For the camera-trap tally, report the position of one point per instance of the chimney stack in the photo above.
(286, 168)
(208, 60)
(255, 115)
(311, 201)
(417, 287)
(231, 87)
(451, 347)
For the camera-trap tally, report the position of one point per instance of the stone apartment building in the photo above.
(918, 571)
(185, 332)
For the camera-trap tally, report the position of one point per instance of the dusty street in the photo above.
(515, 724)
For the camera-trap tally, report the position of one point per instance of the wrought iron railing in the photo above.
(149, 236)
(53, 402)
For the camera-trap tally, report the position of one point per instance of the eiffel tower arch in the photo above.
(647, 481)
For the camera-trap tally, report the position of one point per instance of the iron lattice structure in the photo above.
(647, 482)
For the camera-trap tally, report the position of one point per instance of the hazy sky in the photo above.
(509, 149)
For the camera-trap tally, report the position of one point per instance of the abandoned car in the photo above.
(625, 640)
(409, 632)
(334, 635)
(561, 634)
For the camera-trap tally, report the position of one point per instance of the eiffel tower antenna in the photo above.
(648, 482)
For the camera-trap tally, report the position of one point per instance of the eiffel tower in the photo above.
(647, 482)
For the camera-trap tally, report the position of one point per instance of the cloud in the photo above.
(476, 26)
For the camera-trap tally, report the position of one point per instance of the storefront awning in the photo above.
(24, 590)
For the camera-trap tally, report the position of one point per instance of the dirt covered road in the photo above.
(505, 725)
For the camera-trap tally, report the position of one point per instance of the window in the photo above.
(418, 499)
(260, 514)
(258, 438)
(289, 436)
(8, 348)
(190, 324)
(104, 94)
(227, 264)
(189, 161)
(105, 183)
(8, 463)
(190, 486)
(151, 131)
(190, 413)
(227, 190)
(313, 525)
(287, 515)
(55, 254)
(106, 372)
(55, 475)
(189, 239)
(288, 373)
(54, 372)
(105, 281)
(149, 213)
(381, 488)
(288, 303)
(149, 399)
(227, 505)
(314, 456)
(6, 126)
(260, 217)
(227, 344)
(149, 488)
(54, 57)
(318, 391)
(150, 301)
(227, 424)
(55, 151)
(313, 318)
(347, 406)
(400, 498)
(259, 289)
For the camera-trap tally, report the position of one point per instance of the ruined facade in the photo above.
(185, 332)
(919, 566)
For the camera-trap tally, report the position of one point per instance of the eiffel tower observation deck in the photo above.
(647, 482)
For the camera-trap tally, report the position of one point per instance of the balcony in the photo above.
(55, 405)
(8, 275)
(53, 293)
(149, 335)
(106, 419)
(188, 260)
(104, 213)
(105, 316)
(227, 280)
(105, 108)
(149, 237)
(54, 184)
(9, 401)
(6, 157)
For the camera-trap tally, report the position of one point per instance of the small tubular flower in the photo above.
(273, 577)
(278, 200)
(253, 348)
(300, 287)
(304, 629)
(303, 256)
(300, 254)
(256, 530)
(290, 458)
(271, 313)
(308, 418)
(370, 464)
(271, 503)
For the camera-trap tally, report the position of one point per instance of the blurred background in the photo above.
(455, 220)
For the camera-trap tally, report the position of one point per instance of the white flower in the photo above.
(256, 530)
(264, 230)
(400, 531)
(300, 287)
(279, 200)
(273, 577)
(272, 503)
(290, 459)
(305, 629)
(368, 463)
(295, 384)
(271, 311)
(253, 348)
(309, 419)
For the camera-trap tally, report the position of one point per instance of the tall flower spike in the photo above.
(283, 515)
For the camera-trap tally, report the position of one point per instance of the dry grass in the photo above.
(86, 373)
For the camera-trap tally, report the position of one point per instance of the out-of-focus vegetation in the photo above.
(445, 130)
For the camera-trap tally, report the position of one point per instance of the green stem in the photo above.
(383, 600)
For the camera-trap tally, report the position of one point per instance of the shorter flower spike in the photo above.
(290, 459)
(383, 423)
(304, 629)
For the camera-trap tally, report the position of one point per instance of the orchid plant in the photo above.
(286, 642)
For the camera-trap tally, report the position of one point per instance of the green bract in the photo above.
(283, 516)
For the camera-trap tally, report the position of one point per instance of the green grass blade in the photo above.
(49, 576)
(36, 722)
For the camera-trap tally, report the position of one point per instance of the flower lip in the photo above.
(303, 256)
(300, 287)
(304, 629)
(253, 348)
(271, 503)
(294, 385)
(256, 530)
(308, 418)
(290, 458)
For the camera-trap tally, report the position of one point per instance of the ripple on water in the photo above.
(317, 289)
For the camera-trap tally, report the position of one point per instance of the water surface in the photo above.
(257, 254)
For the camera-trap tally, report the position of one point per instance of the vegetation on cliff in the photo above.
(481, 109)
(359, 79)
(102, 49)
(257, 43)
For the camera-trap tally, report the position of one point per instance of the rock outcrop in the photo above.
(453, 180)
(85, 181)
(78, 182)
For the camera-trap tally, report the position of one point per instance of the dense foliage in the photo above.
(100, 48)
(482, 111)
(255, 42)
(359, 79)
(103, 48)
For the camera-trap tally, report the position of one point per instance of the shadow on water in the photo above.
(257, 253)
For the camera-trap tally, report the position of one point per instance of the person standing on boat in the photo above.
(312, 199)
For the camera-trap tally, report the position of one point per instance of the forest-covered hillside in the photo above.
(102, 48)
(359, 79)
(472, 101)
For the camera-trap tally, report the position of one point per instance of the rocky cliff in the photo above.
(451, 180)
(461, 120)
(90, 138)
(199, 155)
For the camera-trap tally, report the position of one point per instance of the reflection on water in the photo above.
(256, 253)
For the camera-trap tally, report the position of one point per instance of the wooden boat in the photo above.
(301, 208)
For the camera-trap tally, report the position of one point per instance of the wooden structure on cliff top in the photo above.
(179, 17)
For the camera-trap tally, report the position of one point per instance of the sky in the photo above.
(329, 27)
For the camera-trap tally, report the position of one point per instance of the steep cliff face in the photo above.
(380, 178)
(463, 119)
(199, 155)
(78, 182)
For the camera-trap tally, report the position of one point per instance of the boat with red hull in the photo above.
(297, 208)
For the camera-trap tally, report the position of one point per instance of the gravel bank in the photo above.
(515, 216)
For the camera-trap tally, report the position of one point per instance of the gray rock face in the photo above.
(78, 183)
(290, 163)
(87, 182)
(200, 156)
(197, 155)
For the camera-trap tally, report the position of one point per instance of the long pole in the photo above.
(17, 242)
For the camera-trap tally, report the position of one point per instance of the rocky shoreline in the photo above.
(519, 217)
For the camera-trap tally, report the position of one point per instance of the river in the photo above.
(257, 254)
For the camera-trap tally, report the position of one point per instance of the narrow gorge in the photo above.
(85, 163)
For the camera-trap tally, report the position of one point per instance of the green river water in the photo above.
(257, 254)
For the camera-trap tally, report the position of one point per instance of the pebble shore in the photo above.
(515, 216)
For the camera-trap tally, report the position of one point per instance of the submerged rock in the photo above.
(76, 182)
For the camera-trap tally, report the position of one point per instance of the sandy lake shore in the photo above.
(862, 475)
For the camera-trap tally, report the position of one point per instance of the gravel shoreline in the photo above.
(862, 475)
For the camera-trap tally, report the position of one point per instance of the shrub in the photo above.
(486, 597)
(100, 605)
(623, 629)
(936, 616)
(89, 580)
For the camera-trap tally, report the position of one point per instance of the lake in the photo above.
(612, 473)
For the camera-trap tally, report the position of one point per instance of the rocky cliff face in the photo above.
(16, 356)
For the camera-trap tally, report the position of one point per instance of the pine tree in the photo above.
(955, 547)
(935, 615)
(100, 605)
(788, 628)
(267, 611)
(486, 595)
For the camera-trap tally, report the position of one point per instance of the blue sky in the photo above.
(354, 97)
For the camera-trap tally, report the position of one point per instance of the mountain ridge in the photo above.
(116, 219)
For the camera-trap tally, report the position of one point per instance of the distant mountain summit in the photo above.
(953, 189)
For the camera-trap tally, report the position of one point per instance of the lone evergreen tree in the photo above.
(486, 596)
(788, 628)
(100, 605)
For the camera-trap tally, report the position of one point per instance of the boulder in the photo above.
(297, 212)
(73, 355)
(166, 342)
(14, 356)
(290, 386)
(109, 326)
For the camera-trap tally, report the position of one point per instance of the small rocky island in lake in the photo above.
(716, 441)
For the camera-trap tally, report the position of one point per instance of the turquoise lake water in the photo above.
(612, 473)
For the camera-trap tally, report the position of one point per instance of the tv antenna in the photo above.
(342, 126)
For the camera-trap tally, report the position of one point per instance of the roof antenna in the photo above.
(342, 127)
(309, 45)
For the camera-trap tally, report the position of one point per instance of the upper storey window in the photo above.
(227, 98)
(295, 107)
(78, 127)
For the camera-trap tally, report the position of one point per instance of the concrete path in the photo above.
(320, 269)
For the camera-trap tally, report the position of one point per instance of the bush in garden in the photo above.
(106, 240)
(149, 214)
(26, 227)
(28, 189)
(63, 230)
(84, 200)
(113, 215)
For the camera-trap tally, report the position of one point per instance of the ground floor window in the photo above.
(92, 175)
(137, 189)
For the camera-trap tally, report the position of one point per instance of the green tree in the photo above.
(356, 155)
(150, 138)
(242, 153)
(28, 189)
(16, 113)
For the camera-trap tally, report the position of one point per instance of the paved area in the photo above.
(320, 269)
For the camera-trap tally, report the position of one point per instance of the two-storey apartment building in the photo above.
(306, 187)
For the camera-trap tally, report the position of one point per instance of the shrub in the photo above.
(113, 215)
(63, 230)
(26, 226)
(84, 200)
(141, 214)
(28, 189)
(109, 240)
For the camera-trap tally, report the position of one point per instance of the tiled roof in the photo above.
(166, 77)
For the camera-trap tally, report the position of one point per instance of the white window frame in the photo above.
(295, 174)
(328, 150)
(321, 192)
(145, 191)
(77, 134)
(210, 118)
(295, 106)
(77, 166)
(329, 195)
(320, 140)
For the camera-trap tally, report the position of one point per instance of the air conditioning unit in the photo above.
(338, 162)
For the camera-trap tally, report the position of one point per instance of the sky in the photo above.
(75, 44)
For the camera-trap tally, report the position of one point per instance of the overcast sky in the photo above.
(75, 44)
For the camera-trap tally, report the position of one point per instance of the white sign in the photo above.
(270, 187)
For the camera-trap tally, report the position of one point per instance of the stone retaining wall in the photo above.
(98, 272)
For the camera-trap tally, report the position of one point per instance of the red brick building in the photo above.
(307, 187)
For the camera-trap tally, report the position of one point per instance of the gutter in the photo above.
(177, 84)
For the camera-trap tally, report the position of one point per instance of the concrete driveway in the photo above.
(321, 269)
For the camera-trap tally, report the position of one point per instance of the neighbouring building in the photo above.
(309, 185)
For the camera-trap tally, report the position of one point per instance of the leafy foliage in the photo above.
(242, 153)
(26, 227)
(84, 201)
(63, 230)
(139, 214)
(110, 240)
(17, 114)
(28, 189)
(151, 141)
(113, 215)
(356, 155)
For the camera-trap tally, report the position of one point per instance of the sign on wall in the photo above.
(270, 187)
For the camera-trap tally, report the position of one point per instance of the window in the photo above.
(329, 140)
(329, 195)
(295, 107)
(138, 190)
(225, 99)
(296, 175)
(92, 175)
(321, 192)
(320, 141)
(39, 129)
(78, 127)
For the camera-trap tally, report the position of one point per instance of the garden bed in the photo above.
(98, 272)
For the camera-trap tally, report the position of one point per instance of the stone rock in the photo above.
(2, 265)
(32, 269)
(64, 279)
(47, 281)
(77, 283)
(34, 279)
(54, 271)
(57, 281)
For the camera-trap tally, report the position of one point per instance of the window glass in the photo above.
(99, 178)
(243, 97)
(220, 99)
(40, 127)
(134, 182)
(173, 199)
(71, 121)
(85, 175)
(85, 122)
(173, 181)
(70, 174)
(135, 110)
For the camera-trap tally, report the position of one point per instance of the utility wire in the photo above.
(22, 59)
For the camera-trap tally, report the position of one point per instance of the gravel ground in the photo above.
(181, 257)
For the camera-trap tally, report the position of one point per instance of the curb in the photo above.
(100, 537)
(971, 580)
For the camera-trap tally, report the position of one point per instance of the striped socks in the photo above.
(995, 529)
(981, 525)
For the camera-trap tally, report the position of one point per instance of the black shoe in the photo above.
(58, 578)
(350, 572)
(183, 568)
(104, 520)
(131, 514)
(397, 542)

▶ Exercise
Repeat, without changes, every line from the one that contains "leafy foliage in the photo above." through the final line of the data.

▶ Exercise result
For the camera-trap tally, report the position of one point per instance of the leafy foliage in the photo above.
(242, 153)
(26, 227)
(84, 201)
(63, 230)
(139, 214)
(110, 240)
(17, 114)
(28, 189)
(151, 141)
(113, 215)
(356, 155)
For the camera-trap tally, report the position of one point per instance of the sign on wall in the photo above.
(270, 187)
For the camera-trap tally, report the position of one point per instance of the window in the photo above.
(329, 140)
(329, 195)
(295, 107)
(138, 190)
(225, 99)
(296, 175)
(92, 175)
(321, 192)
(320, 141)
(39, 129)
(78, 127)
For the camera-trap tally, report the position of one point per instance of the garden bed in the photo above.
(98, 272)
For the camera-trap tally, report the position of one point per instance of the stone rock in the photo above.
(2, 265)
(32, 269)
(64, 279)
(47, 281)
(77, 283)
(34, 279)
(54, 271)
(57, 281)
For the camera-trap tally, report the position of one point per instance of the window glass in the photo above.
(99, 178)
(243, 97)
(220, 99)
(40, 127)
(134, 182)
(173, 199)
(71, 121)
(85, 175)
(85, 122)
(173, 181)
(70, 174)
(135, 110)
For the camera-trap tally, report the position of one point per instance of the utility wire in the photo above.
(22, 59)
For the camera-trap tally, report the position of one point per instance of the gravel ground in the photo above.
(181, 257)
For the camera-trap tally, report the position of one point per instance of the curb in the photo above.
(100, 537)
(971, 580)
For the camera-trap tally, report the position of one point per instance of the striped socks in the photo above.
(995, 529)
(981, 525)
For the camera-trap tally, report the position of one point per instance of the black shoe in the photo above.
(58, 578)
(350, 572)
(183, 568)
(104, 520)
(131, 514)
(397, 542)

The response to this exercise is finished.